Problem: Everything from the line containing "Reviewer check: make sure each instance of the bird's wing" through the final line of the records must be transcribed verbatim; nothing else belongs in the result.

(Entries from a point annotation set)
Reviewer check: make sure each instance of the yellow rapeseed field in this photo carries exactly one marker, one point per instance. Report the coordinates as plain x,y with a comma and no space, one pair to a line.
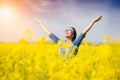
42,61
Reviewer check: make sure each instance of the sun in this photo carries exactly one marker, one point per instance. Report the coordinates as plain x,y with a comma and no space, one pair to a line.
5,14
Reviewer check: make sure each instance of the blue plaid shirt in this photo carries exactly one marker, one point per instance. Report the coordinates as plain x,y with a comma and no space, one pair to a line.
76,42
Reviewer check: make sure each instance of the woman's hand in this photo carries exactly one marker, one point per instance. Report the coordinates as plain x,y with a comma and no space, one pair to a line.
97,19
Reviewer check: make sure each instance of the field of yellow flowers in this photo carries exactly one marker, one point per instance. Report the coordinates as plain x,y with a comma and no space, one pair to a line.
42,61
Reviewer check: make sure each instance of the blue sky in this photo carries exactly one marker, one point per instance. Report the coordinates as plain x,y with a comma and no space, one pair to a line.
60,14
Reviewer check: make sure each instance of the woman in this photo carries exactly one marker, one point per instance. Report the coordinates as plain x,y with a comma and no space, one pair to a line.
70,35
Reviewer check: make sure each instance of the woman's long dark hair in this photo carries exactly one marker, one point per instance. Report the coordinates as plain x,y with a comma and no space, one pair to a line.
74,33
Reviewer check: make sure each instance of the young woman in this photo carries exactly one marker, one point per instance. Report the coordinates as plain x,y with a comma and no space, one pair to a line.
70,35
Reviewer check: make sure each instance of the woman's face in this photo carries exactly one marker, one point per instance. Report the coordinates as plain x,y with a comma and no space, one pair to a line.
69,33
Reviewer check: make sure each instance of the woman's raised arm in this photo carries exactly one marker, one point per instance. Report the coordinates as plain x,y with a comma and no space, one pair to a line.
43,26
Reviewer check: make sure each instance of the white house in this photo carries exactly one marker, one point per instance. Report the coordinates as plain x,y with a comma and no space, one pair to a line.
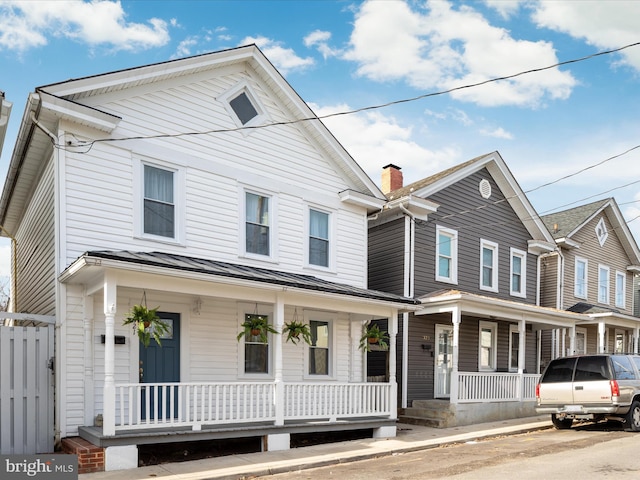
205,187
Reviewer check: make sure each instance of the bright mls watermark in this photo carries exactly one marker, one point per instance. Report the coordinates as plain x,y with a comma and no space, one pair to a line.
49,467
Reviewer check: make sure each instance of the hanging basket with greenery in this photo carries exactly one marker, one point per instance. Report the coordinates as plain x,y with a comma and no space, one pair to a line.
372,335
256,325
146,323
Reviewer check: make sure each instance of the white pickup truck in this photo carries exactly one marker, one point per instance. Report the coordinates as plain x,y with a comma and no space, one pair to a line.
591,387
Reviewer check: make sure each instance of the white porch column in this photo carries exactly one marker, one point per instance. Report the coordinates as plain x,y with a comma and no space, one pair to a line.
109,412
572,340
456,317
277,355
522,332
89,407
393,334
601,337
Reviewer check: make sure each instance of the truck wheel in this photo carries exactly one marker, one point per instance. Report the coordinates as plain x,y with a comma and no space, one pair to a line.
632,422
563,423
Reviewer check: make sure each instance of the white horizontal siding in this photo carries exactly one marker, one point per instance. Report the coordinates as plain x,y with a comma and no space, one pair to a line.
100,196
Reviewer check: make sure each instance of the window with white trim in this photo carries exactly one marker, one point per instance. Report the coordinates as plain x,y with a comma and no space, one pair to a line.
318,238
518,285
603,284
159,202
621,287
446,255
514,347
257,224
580,278
488,265
243,106
487,354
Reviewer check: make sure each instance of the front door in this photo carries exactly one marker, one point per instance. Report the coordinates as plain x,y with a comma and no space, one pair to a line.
443,363
161,364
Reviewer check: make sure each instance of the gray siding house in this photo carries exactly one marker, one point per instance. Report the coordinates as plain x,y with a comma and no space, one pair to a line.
472,352
591,272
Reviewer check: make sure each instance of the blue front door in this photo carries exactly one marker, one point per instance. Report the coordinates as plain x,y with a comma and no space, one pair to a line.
161,364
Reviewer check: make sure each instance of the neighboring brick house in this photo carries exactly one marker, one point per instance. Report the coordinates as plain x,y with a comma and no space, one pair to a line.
592,272
473,262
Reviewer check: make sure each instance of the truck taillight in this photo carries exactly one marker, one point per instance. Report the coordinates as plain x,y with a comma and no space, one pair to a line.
615,389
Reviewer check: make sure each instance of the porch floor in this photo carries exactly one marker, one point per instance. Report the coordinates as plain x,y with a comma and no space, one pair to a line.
215,432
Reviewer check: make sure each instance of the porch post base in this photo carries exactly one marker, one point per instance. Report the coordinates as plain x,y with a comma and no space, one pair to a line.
384,432
275,442
121,457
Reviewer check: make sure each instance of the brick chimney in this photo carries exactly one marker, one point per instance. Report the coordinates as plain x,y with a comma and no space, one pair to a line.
391,178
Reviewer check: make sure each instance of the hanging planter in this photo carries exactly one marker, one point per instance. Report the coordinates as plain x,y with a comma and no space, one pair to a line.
146,323
372,335
256,326
295,329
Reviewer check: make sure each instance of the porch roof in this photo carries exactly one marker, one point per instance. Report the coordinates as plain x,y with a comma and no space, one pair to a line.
221,270
470,303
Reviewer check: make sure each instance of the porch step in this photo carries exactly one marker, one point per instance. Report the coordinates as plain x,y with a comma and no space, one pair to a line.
430,413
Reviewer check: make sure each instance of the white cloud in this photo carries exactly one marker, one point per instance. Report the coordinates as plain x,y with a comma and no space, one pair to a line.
26,25
285,59
605,25
375,140
319,39
443,48
497,133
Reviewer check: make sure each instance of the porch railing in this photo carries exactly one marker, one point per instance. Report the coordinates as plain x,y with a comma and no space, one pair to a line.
194,405
496,387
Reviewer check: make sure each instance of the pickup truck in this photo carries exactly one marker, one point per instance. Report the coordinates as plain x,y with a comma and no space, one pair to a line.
591,387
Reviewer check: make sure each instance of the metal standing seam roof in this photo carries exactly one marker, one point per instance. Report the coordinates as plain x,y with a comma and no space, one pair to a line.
244,272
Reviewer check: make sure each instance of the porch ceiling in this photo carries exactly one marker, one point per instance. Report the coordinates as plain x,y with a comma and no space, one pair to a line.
472,304
90,266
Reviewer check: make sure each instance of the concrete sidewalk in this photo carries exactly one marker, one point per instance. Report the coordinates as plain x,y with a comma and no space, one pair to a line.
409,438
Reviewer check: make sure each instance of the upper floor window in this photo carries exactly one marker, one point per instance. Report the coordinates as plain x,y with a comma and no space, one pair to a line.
580,279
159,205
318,238
603,284
446,255
621,286
258,229
489,265
518,273
488,346
601,232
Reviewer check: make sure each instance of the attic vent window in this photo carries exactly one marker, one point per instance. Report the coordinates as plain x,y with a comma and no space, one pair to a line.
485,188
243,108
601,232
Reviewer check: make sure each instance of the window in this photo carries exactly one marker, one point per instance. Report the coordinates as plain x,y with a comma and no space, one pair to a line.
580,281
603,284
489,266
243,108
488,343
319,348
318,238
518,273
446,255
514,347
256,351
257,233
601,232
159,206
621,286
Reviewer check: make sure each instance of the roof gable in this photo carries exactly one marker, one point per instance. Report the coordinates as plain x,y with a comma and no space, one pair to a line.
503,178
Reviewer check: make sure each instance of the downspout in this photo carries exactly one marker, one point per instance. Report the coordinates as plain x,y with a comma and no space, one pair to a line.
408,292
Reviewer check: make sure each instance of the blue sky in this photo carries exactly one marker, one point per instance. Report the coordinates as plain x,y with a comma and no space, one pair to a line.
346,55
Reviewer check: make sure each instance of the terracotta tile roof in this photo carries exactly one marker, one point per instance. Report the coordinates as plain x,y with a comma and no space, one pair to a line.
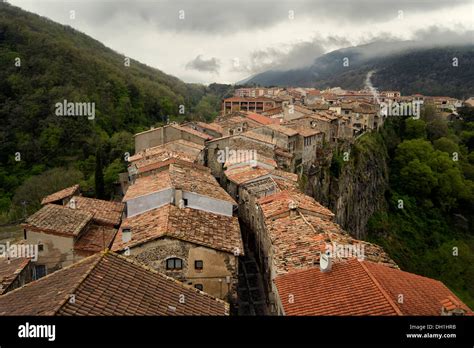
260,137
57,219
244,174
241,175
105,212
96,238
260,118
177,148
193,131
248,99
196,226
107,284
279,203
421,295
9,271
346,290
260,159
307,132
212,126
158,155
185,176
297,242
285,175
273,111
355,287
64,193
282,129
148,184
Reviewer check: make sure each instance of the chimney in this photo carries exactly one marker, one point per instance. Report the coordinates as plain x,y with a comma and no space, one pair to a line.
178,198
72,203
293,209
325,262
126,234
452,307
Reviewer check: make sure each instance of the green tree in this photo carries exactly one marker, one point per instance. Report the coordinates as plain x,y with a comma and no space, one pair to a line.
415,129
99,175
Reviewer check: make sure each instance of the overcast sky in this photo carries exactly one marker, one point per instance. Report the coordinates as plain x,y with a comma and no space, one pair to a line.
226,41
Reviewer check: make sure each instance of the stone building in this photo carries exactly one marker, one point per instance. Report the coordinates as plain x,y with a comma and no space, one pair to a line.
15,272
107,284
66,234
196,247
257,105
250,142
177,182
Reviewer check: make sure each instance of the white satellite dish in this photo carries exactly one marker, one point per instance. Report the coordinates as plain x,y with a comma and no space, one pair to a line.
324,262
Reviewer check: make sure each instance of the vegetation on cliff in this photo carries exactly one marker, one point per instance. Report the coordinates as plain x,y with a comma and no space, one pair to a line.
427,227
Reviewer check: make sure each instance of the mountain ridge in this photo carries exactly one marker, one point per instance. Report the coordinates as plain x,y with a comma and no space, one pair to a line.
397,65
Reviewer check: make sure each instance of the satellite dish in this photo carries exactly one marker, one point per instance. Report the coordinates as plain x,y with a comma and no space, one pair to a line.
325,262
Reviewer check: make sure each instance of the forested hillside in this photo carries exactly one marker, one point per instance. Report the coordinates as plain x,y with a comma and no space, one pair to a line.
428,225
43,63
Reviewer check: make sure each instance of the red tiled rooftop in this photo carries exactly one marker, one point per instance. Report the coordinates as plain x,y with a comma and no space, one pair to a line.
348,290
95,239
179,174
279,203
355,287
9,271
57,219
193,131
107,284
105,212
195,226
260,118
297,242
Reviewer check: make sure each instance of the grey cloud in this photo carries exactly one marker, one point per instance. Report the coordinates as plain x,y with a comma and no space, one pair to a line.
227,16
211,65
296,56
303,54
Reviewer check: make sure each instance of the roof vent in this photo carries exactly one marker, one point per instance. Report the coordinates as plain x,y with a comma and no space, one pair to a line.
126,234
72,203
293,206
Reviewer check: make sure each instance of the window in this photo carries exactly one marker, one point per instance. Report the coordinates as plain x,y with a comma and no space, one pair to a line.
198,264
40,271
174,263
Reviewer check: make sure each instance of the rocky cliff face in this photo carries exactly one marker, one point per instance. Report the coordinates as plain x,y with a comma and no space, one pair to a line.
352,182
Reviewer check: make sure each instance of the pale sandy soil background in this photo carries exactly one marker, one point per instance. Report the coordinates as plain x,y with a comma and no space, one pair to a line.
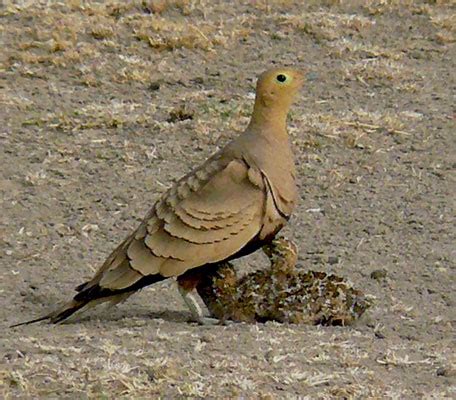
103,104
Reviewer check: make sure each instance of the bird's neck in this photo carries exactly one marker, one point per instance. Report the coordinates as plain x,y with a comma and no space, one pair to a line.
269,120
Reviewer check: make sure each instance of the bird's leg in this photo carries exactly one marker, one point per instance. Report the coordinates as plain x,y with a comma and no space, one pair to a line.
195,309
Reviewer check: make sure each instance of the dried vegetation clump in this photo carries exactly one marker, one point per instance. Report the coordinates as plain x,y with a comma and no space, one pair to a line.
281,293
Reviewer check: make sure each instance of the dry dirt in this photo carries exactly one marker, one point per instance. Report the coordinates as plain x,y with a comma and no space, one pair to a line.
104,104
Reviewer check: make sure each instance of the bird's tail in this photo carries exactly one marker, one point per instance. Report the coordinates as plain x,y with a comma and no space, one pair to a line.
61,314
91,296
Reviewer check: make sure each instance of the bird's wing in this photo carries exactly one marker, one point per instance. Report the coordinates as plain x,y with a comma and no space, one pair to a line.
207,216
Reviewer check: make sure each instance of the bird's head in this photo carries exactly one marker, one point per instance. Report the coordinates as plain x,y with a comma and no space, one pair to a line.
275,92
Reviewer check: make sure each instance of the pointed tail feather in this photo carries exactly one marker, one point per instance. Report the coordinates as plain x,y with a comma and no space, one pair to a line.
92,296
57,316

Written answer:
Reviewer check: make sure each instance of the bird's wing in this photo carries exactly one marker, one point per instance. Report the coordinates as plain x,y with a comma and no space, one pair to a line.
207,216
Reviewer check: make sure each instance of the bird's head in this photo carries exactly one marker, one point per instance. Report the coordinates as plain x,y with a comma and no space, one pair to a line.
275,92
Reviewer check: make sure each instance of the pointed tail feather in this photo carries exactly one marker, one point per instance. Report the coordinates as plain x,y with a comma and no space, one pair to a line.
92,296
57,316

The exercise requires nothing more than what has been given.